- _Data under study_:
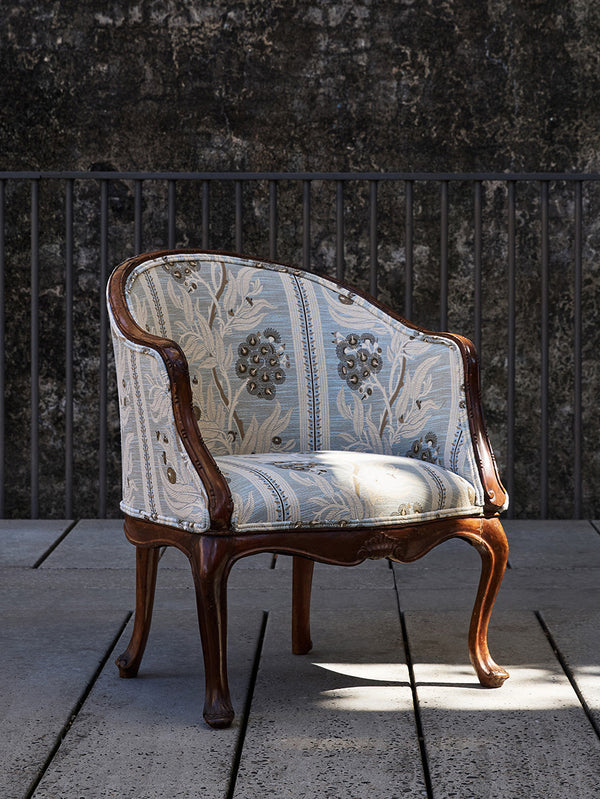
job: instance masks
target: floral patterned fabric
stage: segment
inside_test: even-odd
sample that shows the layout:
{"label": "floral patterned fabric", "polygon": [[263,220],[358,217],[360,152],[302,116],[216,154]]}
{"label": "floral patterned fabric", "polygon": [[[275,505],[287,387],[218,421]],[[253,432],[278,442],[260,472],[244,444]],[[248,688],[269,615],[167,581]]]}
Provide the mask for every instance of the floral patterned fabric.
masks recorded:
{"label": "floral patterned fabric", "polygon": [[130,516],[194,532],[210,527],[206,491],[173,417],[165,365],[128,341],[110,314],[119,386],[123,500]]}
{"label": "floral patterned fabric", "polygon": [[[463,478],[473,497],[465,505],[466,495],[450,490],[448,483],[443,507],[416,496],[407,500],[400,493],[396,510],[413,502],[422,503],[420,513],[447,514],[453,507],[448,503],[459,498],[457,514],[467,506],[469,512],[481,509],[483,491],[469,432],[462,357],[454,342],[391,319],[317,275],[234,256],[179,253],[146,261],[129,276],[126,295],[137,323],[175,340],[186,355],[194,414],[208,449],[230,470],[239,529],[250,529],[246,524],[256,529],[261,503],[267,514],[262,523],[265,518],[267,527],[280,523],[271,519],[272,509],[267,508],[258,478],[250,476],[250,466],[235,460],[258,454],[268,454],[273,463],[275,454],[308,457],[332,451],[347,453],[344,463],[358,463],[352,456],[359,453],[408,458],[415,467],[410,474],[419,474],[419,480],[430,481],[432,473],[446,470],[451,475],[444,480],[456,487],[460,481],[453,483],[454,476]],[[162,429],[172,416],[166,394],[163,408],[154,388],[159,381],[166,391],[164,366],[149,351],[142,354],[133,348],[114,324],[113,333],[119,381],[123,373],[126,383],[120,385],[124,453],[132,446],[136,453],[124,456],[122,507],[127,513],[137,508],[133,515],[158,514],[167,524],[205,530],[209,521],[204,490],[191,473],[183,447],[171,438],[172,420],[166,434],[170,448],[161,444]],[[132,352],[137,376],[130,363]],[[123,414],[126,396],[133,409]],[[145,450],[138,417],[148,410]],[[252,457],[248,463],[254,461]],[[402,467],[402,474],[406,469]],[[288,485],[299,491],[296,471]],[[277,472],[288,478],[289,473]],[[336,479],[338,473],[336,467]],[[369,493],[367,473],[361,467],[363,496]],[[310,469],[304,477],[307,474],[315,480],[318,476]],[[398,478],[404,490],[401,482]],[[316,480],[314,490],[322,489],[326,497],[331,485],[330,480]],[[305,501],[304,493],[298,496]],[[254,510],[249,511],[251,501]],[[380,521],[382,514],[395,512],[392,505],[389,498],[381,506],[373,504],[375,510],[350,516],[364,520],[365,514],[371,518],[375,513]],[[316,513],[316,506],[311,507]],[[318,518],[327,515],[323,509],[319,513]],[[340,519],[353,523],[346,516]],[[407,513],[394,520],[414,518]]]}
{"label": "floral patterned fabric", "polygon": [[477,514],[464,478],[431,463],[366,452],[232,455],[217,462],[237,532],[380,526]]}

- _What to produce_: Write out the entries above verbatim; the pictures do not belong in your copy.

- _Result of this task_:
job: instance masks
target: floral patterned fabric
stage: segment
inside_test: even-odd
sample that shows the layout:
{"label": "floral patterned fabric", "polygon": [[263,220],[358,217],[360,152],[302,116],[216,154]]}
{"label": "floral patterned fabric", "polygon": [[[275,505],[287,387],[218,421]],[[253,432],[278,442],[260,472],[244,444]],[[248,688],[269,615],[167,581]]]}
Provide the mask for every instance of the floral patterned fabric.
masks recorded:
{"label": "floral patterned fabric", "polygon": [[130,516],[194,532],[210,527],[206,491],[173,417],[165,365],[128,341],[110,314],[119,386],[123,500]]}
{"label": "floral patterned fabric", "polygon": [[[463,478],[473,497],[465,505],[466,495],[450,490],[448,483],[443,507],[416,496],[407,500],[400,493],[396,510],[413,502],[422,503],[420,513],[447,514],[453,507],[448,503],[459,498],[457,514],[467,506],[469,512],[481,509],[483,491],[469,432],[462,357],[454,342],[391,319],[317,275],[234,256],[179,253],[146,261],[129,276],[126,295],[137,323],[175,340],[186,355],[194,414],[208,449],[230,470],[239,529],[250,529],[246,524],[256,529],[261,503],[267,514],[262,523],[265,518],[267,527],[280,523],[271,519],[272,509],[267,508],[258,478],[250,476],[250,466],[235,460],[258,454],[268,454],[273,463],[275,454],[308,457],[332,451],[347,453],[344,463],[358,463],[352,456],[359,453],[408,458],[415,467],[410,474],[419,474],[419,480],[430,481],[432,473],[446,470],[451,475],[444,480],[456,487],[460,481],[453,483],[454,476]],[[162,429],[172,416],[166,394],[163,408],[154,388],[159,381],[166,391],[164,366],[149,351],[142,354],[133,348],[114,324],[113,333],[119,381],[123,373],[126,383],[120,385],[124,453],[132,446],[136,453],[124,456],[122,507],[127,513],[137,508],[133,515],[158,514],[167,524],[205,530],[209,521],[204,490],[191,473],[183,447],[171,438],[172,420],[166,434],[170,448],[161,444]],[[132,352],[137,376],[130,363]],[[123,414],[126,396],[133,409]],[[145,450],[138,417],[148,410]],[[252,457],[248,463],[254,461]],[[402,467],[402,474],[406,469]],[[288,485],[299,491],[296,471]],[[277,472],[288,478],[289,473]],[[336,479],[338,473],[336,467]],[[369,493],[367,473],[361,467],[363,496]],[[310,469],[304,477],[307,474],[315,480],[318,476]],[[398,478],[404,490],[401,482]],[[316,480],[314,490],[322,489],[326,497],[331,485],[330,480]],[[305,501],[304,493],[298,496]],[[254,510],[249,511],[251,501]],[[380,521],[382,514],[395,512],[392,505],[389,498],[381,506],[373,504],[375,510],[350,516],[364,520],[365,514],[371,518],[375,513]],[[316,513],[316,506],[311,507]],[[318,518],[327,515],[323,509],[319,513]],[[340,519],[353,523],[346,516]],[[407,513],[394,520],[414,518]]]}
{"label": "floral patterned fabric", "polygon": [[477,514],[464,478],[431,463],[366,452],[232,455],[217,462],[237,532],[380,526]]}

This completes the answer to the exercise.